Work to complete:
In the lines from the one containing "# Looking for the bee wing in the image above" through the one containing "(60, 216), (82, 228)", switch "bee wing" to "insect wing" and write out only those lines, leaving everything else unchanged.

Provided material:
______

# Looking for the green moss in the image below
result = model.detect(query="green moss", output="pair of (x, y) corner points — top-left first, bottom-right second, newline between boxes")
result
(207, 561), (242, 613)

______

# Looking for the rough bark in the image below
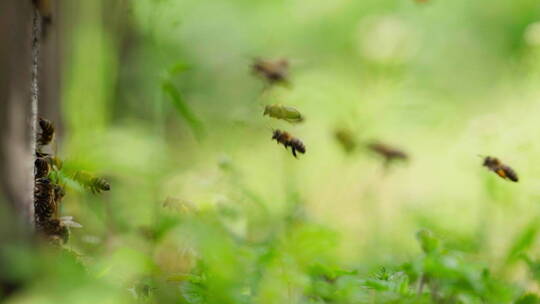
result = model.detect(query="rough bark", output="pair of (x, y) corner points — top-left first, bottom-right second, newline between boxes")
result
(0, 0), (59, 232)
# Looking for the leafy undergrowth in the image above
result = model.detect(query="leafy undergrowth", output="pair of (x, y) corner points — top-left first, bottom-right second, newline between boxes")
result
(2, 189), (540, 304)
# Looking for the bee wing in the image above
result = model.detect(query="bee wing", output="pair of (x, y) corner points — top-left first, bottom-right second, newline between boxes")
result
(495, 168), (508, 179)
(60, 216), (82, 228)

______

Full output:
# Looking for the insect wing in the image above
result = model.detect(query="insect wing", output="pair of (x, y) corner points — top-left first, bottom-right second, newline between boxes")
result
(495, 168), (508, 179)
(60, 216), (82, 228)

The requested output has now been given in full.